DATA START

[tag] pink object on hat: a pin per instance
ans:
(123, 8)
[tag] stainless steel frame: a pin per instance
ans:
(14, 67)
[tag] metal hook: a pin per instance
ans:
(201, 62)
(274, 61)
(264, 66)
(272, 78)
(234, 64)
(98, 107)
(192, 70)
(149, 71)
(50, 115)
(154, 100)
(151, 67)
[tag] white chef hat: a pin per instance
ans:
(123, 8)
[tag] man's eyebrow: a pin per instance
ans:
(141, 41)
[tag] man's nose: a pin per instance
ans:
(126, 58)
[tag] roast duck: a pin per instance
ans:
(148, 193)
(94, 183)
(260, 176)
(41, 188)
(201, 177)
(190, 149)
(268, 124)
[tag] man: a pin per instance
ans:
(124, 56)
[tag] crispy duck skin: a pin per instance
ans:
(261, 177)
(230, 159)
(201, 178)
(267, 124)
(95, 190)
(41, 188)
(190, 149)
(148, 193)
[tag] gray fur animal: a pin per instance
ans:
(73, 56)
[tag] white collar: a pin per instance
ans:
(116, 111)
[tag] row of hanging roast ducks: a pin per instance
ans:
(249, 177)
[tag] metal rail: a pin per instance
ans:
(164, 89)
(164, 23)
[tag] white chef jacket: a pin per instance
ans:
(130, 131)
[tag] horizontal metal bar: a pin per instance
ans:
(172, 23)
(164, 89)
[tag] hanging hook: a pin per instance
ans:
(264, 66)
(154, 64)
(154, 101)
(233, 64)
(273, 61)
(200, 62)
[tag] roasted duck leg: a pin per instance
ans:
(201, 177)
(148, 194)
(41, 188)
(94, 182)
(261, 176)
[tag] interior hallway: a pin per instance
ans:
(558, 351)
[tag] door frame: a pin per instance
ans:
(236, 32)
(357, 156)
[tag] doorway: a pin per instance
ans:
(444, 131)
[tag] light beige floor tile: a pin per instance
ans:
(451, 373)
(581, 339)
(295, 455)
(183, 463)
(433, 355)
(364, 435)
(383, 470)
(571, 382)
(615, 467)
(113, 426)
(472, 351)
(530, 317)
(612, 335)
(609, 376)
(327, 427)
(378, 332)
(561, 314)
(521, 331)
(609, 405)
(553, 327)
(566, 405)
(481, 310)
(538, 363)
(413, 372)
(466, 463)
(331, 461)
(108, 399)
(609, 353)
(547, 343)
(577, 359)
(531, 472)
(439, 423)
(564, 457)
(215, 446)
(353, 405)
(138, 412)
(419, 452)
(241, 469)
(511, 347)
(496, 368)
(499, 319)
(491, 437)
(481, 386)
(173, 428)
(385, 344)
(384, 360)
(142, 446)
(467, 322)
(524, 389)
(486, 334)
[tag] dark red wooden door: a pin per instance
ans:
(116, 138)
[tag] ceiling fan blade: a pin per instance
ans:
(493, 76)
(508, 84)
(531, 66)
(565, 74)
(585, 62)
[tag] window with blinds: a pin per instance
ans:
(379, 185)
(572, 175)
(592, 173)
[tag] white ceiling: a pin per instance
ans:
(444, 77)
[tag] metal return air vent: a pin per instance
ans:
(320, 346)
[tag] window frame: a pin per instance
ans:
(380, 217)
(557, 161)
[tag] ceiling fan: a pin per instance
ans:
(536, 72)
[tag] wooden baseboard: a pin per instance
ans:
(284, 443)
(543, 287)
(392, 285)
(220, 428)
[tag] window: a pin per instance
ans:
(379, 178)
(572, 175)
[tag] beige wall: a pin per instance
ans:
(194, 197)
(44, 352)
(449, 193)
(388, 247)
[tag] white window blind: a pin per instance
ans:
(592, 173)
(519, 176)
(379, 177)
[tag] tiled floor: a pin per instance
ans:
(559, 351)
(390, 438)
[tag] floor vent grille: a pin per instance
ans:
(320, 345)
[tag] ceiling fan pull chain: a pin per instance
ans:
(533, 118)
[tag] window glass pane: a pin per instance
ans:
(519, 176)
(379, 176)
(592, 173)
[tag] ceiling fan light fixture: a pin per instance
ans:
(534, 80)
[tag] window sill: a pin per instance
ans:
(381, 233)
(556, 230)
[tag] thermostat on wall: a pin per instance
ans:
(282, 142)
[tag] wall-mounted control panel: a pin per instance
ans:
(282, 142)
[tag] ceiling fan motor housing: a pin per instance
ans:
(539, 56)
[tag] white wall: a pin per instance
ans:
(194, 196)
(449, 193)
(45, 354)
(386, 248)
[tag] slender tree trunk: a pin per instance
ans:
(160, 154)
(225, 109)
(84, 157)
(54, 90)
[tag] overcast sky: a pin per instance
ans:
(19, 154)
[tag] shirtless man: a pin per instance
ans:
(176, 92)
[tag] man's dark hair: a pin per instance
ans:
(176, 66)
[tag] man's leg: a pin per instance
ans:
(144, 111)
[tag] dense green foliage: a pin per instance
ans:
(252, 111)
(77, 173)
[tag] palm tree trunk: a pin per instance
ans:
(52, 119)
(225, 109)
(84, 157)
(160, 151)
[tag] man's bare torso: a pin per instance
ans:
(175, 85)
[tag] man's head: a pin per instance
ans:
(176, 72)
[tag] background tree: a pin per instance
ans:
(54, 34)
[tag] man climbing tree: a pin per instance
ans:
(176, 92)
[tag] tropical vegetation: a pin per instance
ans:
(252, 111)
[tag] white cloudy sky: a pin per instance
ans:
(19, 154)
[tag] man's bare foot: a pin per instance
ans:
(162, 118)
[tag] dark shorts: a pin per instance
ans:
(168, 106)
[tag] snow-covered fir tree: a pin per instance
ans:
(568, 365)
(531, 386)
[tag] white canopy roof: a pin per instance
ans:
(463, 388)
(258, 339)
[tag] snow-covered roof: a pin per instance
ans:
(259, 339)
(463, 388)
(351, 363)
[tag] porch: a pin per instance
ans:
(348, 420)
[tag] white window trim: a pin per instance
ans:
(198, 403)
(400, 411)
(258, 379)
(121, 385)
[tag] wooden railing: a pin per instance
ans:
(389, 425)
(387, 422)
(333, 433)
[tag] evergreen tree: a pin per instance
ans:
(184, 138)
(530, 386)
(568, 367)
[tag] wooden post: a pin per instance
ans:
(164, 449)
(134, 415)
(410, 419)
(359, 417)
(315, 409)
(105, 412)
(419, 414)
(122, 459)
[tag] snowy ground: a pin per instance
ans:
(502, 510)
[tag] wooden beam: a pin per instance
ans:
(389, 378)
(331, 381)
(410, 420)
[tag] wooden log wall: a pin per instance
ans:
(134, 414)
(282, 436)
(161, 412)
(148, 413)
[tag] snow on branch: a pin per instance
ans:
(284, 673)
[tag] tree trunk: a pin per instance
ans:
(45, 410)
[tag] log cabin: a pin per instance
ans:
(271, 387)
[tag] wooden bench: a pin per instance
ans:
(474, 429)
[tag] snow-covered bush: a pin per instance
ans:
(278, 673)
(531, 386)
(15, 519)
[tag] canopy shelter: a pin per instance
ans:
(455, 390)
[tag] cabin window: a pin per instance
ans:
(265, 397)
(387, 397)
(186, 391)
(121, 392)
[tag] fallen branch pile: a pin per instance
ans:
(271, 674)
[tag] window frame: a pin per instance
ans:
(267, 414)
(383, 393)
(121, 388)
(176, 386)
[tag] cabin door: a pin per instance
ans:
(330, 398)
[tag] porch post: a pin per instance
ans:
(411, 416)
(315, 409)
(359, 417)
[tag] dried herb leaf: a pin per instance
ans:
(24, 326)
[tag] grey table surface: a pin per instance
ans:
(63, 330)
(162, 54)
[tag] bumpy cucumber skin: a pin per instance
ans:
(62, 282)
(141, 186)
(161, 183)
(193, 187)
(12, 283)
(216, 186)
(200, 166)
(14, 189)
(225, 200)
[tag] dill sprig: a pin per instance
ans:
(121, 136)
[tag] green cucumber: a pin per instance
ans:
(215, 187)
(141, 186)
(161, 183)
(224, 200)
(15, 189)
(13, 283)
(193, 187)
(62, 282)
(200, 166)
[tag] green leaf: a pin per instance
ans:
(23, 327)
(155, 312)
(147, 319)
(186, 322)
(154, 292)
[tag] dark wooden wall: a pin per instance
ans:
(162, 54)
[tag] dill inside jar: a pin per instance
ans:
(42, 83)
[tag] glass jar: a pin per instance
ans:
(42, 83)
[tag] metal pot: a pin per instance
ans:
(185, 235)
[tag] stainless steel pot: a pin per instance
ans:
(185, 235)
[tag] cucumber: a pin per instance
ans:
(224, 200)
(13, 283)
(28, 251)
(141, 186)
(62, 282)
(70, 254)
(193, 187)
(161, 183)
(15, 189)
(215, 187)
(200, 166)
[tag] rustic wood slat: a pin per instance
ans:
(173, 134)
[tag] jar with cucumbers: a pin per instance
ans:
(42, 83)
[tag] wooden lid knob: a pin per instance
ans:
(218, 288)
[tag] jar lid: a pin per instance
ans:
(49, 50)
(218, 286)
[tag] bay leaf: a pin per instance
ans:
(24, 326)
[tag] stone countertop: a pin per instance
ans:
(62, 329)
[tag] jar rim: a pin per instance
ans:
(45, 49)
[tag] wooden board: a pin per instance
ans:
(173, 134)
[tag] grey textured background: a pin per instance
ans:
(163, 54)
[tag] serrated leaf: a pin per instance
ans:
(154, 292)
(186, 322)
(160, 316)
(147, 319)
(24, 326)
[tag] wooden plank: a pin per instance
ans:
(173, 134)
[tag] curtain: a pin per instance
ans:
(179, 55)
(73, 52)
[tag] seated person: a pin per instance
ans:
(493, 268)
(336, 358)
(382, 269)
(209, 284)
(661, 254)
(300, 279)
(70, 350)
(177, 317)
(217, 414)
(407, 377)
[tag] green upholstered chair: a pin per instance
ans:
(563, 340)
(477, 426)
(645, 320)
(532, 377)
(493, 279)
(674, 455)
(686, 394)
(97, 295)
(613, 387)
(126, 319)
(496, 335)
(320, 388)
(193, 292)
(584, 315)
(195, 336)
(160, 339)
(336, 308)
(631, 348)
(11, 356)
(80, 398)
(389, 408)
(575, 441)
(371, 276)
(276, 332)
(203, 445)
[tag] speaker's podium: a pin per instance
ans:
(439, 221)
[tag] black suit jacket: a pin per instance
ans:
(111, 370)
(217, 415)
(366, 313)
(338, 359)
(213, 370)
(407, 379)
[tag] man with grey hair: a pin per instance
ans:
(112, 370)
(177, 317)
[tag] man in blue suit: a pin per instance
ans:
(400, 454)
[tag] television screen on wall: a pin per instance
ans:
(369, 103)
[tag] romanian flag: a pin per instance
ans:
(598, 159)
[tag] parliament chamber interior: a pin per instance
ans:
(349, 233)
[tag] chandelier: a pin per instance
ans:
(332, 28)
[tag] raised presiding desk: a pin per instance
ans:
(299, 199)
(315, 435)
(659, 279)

DATA END

REQUIREMENT:
Return the material exactly as it stands above, but only from its first line to the line containing "[tag] dark red", both ends included.

ANSWER TO THIS EXERCISE:
[tag] pink object on hat: a pin per instance
ans:
(123, 8)
[tag] stainless steel frame: a pin per instance
ans:
(14, 67)
[tag] metal hook: a pin per instance
ans:
(201, 62)
(274, 61)
(264, 66)
(272, 78)
(234, 64)
(98, 107)
(192, 70)
(149, 71)
(50, 115)
(154, 100)
(151, 67)
[tag] white chef hat: a pin per instance
ans:
(123, 8)
[tag] man's eyebrow: a pin per instance
ans:
(141, 41)
[tag] man's nose: a pin per instance
ans:
(126, 58)
[tag] roast duck: a pin per instance
ans:
(148, 193)
(94, 183)
(260, 176)
(41, 188)
(201, 177)
(190, 149)
(268, 124)
[tag] man: a pin per instance
ans:
(124, 56)
[tag] crispy duck skin: a pin per instance
ans:
(261, 177)
(230, 159)
(201, 178)
(267, 124)
(95, 190)
(41, 188)
(190, 149)
(148, 193)
[tag] gray fur animal: a pin per instance
ans:
(73, 56)
[tag] white collar: a pin per instance
ans:
(116, 111)
[tag] row of hanging roast ducks: a pin per instance
ans:
(249, 177)
[tag] metal rail: a pin per instance
ans:
(164, 89)
(164, 23)
[tag] white chef jacket: a pin per instance
ans:
(130, 131)
[tag] horizontal metal bar: a pin per instance
ans:
(172, 23)
(164, 89)
[tag] hanging hook: a pin per instance
ans:
(264, 66)
(154, 64)
(154, 101)
(233, 64)
(273, 61)
(200, 62)
[tag] roasted duck leg: a pin per instance
ans:
(201, 177)
(148, 194)
(41, 188)
(94, 182)
(261, 176)
[tag] interior hallway: a pin per instance
ans:
(558, 351)
[tag] door frame: a pin per instance
ans:
(236, 32)
(357, 156)
[tag] doorway: a pin per instance
ans:
(444, 131)
[tag] light beige floor tile: a pin per instance
ans:
(451, 373)
(581, 339)
(295, 455)
(183, 463)
(433, 355)
(364, 435)
(383, 470)
(571, 382)
(615, 467)
(113, 426)
(472, 351)
(530, 317)
(612, 335)
(609, 376)
(327, 427)
(378, 332)
(561, 314)
(521, 331)
(609, 405)
(553, 327)
(566, 405)
(481, 310)
(538, 363)
(413, 372)
(466, 463)
(331, 461)
(108, 399)
(609, 353)
(547, 343)
(577, 359)
(531, 472)
(439, 423)
(564, 457)
(215, 446)
(353, 405)
(138, 412)
(419, 452)
(241, 469)
(511, 347)
(496, 368)
(499, 319)
(491, 437)
(481, 386)
(173, 428)
(385, 344)
(384, 360)
(142, 446)
(467, 322)
(524, 389)
(486, 334)
[tag] dark red wooden door: a pin per instance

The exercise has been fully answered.